| TEXT SEGMENT |
··········

I have an elementary doubt, Sorry for disturbing you all. I have a statement of this sort. $r^2-1=p^a(f(p))=(r+1)(r-1). \tag{1}$ Where $r$ is an even number, and $p$ is an odd prime. $f(p)$ is a degree $n$ polynomial in $p$ with integer coefficients ( Courtesy : André Nicolas ) , $a \in \mathbb{Z}$ is a variable $>0$.
Now from the statement $(1)$ can we infer that $p^a \mid (r+1)(r-1)$ ?.
If so, $p$ being a prime, can't divide both of them (from Euclid's theorem ) . So $p^a$ divides either $(r+1)$ or $(r-1)$.
So then can we conclude that $r=kp^a \pm 1 $ for some $k>0 $?.

··········

| GIVEN TASK 1 |
In the divisibility post, what kind of number is $r$ said to be?
| GIVEN TASK 2 |
Pick up the divisibility post about $p^a$ and $(r+1)(r-1)$ after its final sentence and keep writing.
The rows after the divisibility post aren't needed for this work.

··········

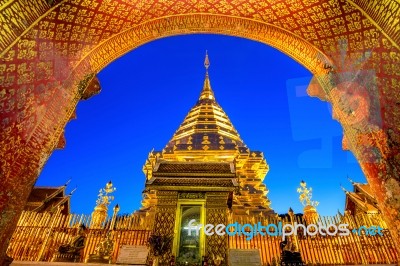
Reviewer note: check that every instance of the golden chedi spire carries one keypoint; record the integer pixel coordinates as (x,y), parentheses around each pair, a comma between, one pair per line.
(99,215)
(206,127)
(207,135)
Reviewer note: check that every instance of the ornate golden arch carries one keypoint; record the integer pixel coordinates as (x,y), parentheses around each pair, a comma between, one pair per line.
(50,52)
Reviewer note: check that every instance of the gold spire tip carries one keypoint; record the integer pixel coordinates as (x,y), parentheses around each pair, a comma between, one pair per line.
(206,61)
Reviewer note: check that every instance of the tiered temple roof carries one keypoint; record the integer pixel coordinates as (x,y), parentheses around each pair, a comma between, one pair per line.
(361,200)
(47,199)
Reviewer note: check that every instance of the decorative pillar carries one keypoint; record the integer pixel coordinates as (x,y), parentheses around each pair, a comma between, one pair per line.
(164,222)
(216,213)
(310,210)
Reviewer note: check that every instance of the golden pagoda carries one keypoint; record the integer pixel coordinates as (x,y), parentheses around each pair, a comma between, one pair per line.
(205,172)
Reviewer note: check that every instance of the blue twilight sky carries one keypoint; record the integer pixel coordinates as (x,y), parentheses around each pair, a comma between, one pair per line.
(147,93)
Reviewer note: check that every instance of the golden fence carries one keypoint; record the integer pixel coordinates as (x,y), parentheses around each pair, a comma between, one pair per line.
(38,236)
(323,250)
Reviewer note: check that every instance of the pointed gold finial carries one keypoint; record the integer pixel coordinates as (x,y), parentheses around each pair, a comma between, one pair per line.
(206,62)
(207,92)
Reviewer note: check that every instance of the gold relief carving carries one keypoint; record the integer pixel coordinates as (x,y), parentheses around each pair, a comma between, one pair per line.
(216,245)
(188,195)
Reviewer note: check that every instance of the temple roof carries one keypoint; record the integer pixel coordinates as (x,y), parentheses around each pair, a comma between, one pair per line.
(206,126)
(47,199)
(193,168)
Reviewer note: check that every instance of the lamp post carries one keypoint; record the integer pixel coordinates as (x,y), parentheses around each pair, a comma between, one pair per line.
(116,210)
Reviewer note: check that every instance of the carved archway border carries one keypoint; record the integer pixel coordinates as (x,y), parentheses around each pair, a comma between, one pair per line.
(290,44)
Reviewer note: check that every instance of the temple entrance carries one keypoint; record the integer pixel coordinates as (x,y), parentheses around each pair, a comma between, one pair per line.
(189,240)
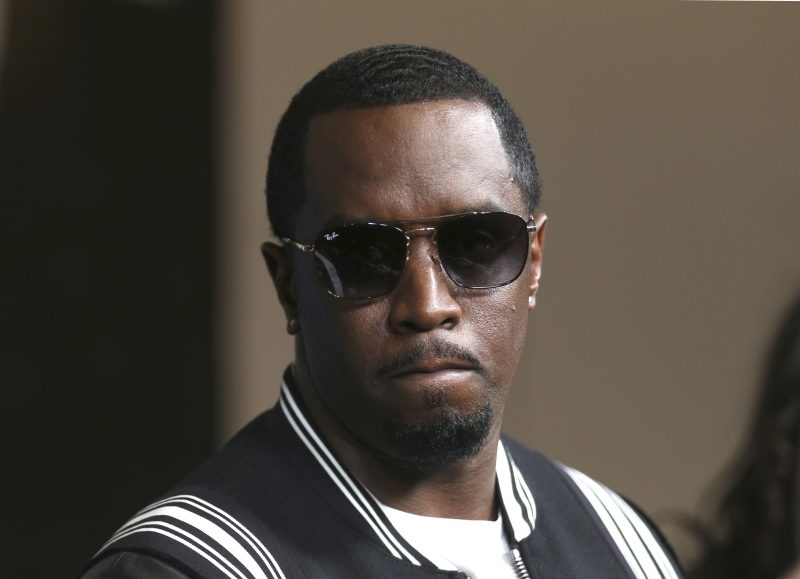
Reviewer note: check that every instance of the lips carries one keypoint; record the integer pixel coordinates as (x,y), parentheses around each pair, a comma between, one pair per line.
(432,367)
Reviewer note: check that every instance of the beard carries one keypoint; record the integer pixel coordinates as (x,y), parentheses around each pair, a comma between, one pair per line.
(447,438)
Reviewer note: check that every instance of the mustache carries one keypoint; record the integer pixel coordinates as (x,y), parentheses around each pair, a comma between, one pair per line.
(435,349)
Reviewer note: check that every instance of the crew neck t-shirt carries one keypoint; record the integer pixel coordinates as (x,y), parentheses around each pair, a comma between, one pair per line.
(478,548)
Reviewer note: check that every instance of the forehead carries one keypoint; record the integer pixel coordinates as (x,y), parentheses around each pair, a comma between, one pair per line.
(405,162)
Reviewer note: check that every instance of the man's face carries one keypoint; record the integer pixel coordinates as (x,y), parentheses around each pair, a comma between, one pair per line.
(420,375)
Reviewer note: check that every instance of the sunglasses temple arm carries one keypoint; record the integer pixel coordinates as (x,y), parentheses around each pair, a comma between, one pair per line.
(297,244)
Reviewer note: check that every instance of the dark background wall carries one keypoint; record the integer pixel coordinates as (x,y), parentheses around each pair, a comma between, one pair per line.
(106,195)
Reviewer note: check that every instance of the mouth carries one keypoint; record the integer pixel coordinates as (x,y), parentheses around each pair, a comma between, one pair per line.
(433,369)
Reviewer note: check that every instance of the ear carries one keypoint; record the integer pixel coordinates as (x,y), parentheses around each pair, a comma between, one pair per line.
(537,245)
(280,269)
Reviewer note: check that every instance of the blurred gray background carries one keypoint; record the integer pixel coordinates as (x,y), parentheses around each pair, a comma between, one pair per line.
(667,135)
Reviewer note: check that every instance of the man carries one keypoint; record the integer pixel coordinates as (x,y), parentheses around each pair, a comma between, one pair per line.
(404,191)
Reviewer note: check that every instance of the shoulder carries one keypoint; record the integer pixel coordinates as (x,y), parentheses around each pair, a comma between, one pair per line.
(130,565)
(581,510)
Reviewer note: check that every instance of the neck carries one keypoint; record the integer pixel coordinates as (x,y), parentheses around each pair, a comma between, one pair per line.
(464,489)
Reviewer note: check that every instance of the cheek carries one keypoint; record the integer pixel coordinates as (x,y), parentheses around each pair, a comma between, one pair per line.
(500,324)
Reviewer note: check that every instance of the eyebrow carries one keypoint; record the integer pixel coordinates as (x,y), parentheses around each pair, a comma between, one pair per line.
(340,219)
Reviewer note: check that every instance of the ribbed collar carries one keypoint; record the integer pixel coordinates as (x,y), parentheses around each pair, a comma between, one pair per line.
(516,498)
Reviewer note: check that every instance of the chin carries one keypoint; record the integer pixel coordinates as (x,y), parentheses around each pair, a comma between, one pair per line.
(440,440)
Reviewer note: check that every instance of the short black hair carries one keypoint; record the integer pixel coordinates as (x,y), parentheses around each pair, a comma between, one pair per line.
(382,76)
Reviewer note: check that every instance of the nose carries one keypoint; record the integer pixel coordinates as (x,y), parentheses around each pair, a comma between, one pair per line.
(423,300)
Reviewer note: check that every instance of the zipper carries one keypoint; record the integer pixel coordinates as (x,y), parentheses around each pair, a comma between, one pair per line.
(519,565)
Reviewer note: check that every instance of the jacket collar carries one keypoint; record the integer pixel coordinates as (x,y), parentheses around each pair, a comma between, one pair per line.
(516,498)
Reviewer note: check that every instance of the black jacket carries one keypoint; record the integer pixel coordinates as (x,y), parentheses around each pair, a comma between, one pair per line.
(276,503)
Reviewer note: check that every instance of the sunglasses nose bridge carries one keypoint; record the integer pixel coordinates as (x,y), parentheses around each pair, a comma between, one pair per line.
(422,232)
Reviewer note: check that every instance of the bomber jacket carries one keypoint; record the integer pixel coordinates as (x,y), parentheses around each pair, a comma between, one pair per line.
(276,503)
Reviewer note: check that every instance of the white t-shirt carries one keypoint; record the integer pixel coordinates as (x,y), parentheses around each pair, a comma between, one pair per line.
(478,548)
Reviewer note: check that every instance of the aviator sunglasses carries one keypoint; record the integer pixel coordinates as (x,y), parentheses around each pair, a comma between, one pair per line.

··········

| EXERCISE ANSWER 1 |
An even number.

| EXERCISE ANSWER 2 |
I told the same thing with some professor, and he is saying that it is false, and we can't write $[\ r^2-1=p^a(f(p))=(r+1)(r-1) \ ]\implies r=kp^a \pm 1.$ He gave me a counter example , which is $8\cdot6=48=2^4\cdot3$. He is now saying that my statement is like saying either $8 \text{ or } 6 $ divides $3$ which is utterly false.
So my learned elders in this community, please judge who is correct , me or the professor ?.
In any of the case, please do provide some good explanation.
Thank you.